▶ **What to produce**
Turn the listing below, from the line containing "of the light" through the end of the listing, into a Markdown table with the columns Number and Listing line. Give each line its own row, numbered from 1, and leave out blank lines and the pictures.

▶ **Records to use**
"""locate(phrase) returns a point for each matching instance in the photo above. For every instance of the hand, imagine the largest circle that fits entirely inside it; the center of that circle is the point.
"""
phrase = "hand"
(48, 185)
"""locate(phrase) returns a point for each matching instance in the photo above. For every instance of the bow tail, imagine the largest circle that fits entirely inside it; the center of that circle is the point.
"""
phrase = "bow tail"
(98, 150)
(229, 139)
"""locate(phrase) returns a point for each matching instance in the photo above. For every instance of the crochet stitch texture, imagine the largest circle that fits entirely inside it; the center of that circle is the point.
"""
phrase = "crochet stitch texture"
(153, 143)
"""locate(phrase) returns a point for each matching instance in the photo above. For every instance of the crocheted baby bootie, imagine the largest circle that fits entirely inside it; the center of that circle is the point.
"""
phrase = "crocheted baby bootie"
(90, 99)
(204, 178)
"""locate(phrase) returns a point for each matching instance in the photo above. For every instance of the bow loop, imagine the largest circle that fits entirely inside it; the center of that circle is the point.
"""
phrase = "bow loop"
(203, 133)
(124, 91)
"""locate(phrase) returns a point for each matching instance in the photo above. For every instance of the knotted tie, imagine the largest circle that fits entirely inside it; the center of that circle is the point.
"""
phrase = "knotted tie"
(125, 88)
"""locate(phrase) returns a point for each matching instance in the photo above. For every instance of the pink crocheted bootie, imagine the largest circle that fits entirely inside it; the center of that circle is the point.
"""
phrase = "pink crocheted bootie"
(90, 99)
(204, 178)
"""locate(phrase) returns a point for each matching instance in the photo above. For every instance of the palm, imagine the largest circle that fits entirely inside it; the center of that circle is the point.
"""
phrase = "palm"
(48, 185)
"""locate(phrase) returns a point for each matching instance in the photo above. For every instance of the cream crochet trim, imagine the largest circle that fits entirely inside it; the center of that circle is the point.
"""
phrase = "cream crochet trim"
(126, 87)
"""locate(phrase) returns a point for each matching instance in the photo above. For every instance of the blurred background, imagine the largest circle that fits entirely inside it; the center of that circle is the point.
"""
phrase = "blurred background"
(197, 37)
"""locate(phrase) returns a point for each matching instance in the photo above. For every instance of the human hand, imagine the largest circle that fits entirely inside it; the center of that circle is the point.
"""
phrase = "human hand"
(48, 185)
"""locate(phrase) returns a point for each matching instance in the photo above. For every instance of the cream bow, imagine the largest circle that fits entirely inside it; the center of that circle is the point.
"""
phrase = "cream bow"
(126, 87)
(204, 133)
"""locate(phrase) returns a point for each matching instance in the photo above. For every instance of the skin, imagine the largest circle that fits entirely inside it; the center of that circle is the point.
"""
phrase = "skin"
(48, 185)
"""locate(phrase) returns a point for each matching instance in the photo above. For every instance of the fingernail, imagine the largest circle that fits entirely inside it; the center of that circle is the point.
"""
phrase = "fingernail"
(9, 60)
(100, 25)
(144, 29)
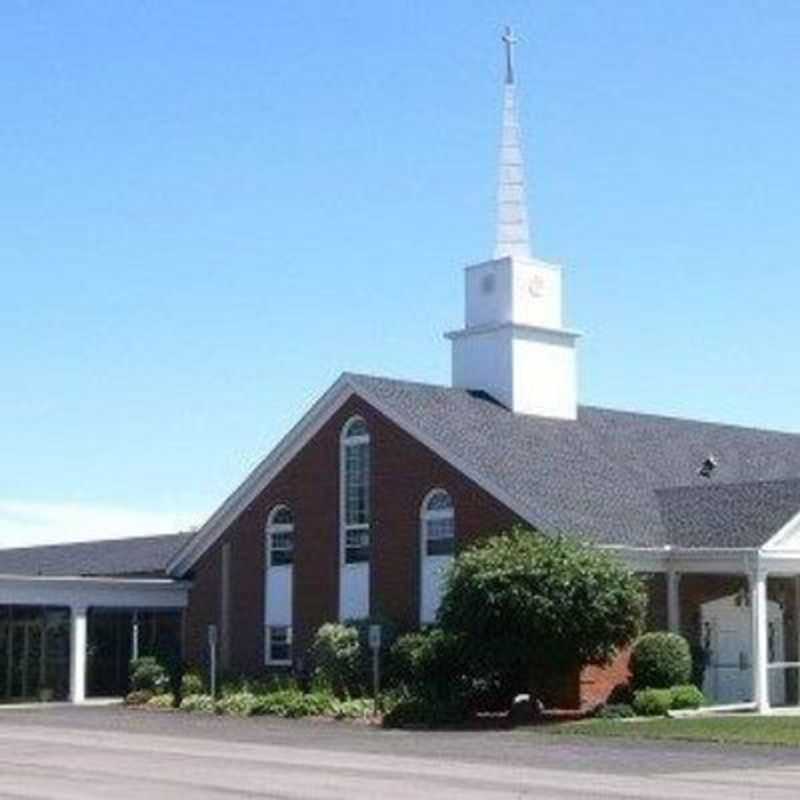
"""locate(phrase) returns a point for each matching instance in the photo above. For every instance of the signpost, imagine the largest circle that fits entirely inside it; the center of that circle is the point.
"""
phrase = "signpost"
(375, 646)
(212, 658)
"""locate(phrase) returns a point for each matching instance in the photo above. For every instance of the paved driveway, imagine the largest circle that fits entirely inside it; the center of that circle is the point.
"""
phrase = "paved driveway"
(122, 754)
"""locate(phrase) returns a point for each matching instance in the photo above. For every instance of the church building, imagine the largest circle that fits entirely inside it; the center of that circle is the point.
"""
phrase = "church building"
(365, 501)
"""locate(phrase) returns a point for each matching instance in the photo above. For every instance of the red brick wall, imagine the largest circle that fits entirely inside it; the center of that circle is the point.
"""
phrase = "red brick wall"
(403, 472)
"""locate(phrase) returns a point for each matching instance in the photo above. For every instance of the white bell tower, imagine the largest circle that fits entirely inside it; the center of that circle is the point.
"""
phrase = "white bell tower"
(514, 345)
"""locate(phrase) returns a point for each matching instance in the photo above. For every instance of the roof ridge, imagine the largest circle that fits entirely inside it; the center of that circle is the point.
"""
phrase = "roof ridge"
(95, 542)
(685, 487)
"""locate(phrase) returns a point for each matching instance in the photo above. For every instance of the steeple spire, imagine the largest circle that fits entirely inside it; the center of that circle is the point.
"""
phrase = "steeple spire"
(513, 234)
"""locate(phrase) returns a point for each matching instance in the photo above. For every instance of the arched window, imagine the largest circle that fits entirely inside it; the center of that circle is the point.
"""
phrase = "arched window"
(280, 537)
(356, 490)
(438, 524)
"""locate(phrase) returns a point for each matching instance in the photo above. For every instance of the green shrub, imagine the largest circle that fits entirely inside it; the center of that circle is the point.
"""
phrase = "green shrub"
(615, 711)
(652, 702)
(660, 660)
(414, 711)
(508, 594)
(688, 696)
(162, 701)
(337, 658)
(431, 664)
(192, 683)
(198, 702)
(138, 697)
(147, 674)
(352, 708)
(293, 703)
(237, 704)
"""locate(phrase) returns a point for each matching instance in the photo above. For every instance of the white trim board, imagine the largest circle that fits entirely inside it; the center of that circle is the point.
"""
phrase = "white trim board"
(291, 444)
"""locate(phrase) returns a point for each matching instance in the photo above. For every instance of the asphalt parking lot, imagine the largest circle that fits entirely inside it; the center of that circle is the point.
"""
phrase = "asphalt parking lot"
(119, 753)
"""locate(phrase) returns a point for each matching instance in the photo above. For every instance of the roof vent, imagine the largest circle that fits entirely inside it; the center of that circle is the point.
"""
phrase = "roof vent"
(708, 467)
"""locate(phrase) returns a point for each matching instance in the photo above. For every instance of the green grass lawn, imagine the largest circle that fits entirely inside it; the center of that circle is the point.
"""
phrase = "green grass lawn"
(737, 729)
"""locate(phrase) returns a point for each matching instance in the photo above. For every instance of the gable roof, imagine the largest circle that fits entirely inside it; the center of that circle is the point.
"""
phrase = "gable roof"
(728, 515)
(596, 476)
(133, 557)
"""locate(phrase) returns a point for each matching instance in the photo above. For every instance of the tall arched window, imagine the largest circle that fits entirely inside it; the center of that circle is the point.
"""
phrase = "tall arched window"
(438, 524)
(280, 537)
(279, 581)
(356, 491)
(437, 546)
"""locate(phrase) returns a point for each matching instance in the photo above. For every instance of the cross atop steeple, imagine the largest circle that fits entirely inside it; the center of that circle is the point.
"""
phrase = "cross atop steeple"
(513, 234)
(510, 40)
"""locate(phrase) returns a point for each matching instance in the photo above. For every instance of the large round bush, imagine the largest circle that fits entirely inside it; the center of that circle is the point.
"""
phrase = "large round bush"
(660, 661)
(528, 607)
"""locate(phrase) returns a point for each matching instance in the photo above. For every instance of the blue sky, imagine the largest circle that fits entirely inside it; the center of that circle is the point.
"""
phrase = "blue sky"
(209, 210)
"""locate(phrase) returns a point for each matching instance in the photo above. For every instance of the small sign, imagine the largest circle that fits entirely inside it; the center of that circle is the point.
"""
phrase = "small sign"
(374, 637)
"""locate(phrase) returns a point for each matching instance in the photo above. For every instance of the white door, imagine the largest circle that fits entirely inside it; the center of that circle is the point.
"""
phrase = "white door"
(437, 549)
(727, 628)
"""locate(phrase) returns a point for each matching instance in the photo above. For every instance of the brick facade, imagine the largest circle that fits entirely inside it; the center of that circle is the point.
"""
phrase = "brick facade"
(403, 472)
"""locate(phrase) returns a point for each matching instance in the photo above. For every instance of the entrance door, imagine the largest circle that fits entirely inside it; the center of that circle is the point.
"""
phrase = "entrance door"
(727, 626)
(24, 659)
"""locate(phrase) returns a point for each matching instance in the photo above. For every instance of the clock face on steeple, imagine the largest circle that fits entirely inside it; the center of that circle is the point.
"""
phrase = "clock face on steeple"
(536, 286)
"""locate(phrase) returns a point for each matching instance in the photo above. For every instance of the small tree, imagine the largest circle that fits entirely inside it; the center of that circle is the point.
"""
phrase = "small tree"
(529, 607)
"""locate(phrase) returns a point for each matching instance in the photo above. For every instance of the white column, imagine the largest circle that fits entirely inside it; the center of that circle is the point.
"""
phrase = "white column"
(758, 606)
(673, 601)
(77, 655)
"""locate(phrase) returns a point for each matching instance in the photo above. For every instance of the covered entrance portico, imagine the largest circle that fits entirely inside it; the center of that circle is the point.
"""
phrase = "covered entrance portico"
(740, 609)
(45, 630)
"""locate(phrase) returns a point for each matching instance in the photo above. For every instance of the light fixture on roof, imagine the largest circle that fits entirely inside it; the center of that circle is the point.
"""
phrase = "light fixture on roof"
(708, 467)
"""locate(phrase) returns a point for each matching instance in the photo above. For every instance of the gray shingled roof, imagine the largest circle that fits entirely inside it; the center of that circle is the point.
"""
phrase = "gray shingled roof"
(728, 515)
(135, 557)
(599, 476)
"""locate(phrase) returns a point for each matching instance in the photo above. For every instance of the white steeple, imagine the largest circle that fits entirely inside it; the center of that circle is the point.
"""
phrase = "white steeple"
(514, 345)
(513, 234)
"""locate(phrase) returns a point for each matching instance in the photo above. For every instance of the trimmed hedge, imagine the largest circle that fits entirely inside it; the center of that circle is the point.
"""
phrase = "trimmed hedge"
(162, 701)
(138, 697)
(192, 683)
(198, 702)
(148, 675)
(688, 696)
(660, 661)
(336, 654)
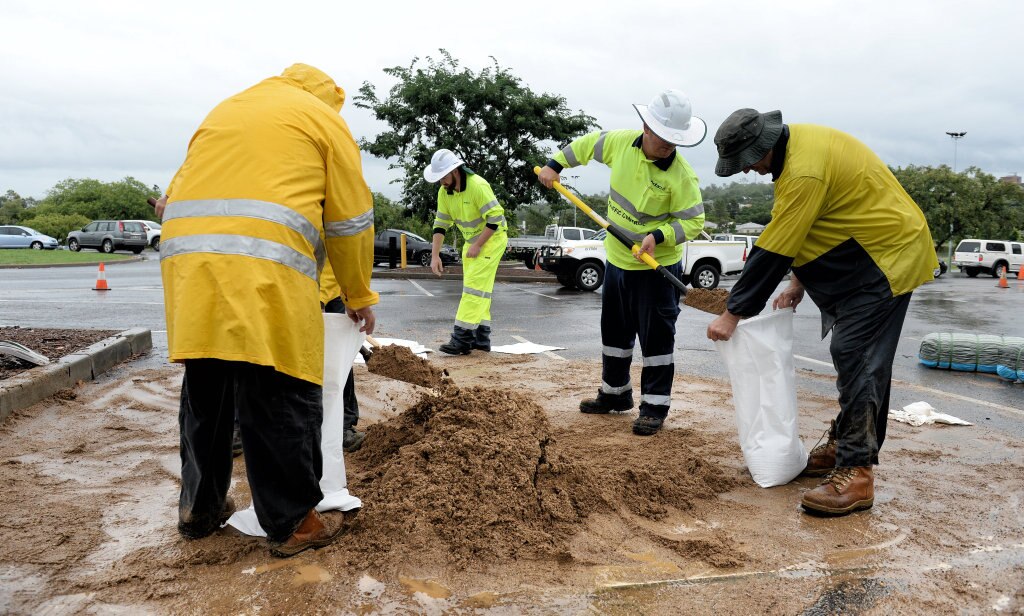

▶ **Expected answer**
| Number | Listing line |
|---|---|
| 1 | """locate(phrase) returns a point for each matching instance in the photo above. For every instance of the light fixture on roof, imagine the largest circle that fits entirely inside it; the center of that circle is the point. |
| 2 | """ |
| 3 | phrase = "light fixture on roof" |
| 4 | (708, 467) |
| 5 | """locate(phrase) returns a point for each matching instance in the photo above. For every instance of the gray shingled roof, imagine the largest circle that fits entirely inside it; the center of that circle is the point. |
| 6 | """ |
| 7 | phrase = "gray shingled roof" |
| 8 | (728, 515) |
| 9 | (135, 557) |
| 10 | (599, 476) |
| 11 | """locate(phrase) returns a point for each matching instance in the photo above. For every instance of the white steeple, imagine the largest circle that fits entirely inside it; the center of that circle is the point. |
| 12 | """ |
| 13 | phrase = "white steeple" |
| 14 | (514, 345) |
| 15 | (513, 234) |
| 16 | """locate(phrase) returns a point for each matching instance in the photo above. For every instance of the trimmed hedge, imagine the largest circle that fits entirely inside it; the center of that circle is the point. |
| 17 | """ |
| 18 | phrase = "trimmed hedge" |
| 19 | (162, 701) |
| 20 | (138, 697) |
| 21 | (192, 683) |
| 22 | (198, 702) |
| 23 | (148, 675) |
| 24 | (688, 696) |
| 25 | (660, 661) |
| 26 | (336, 654) |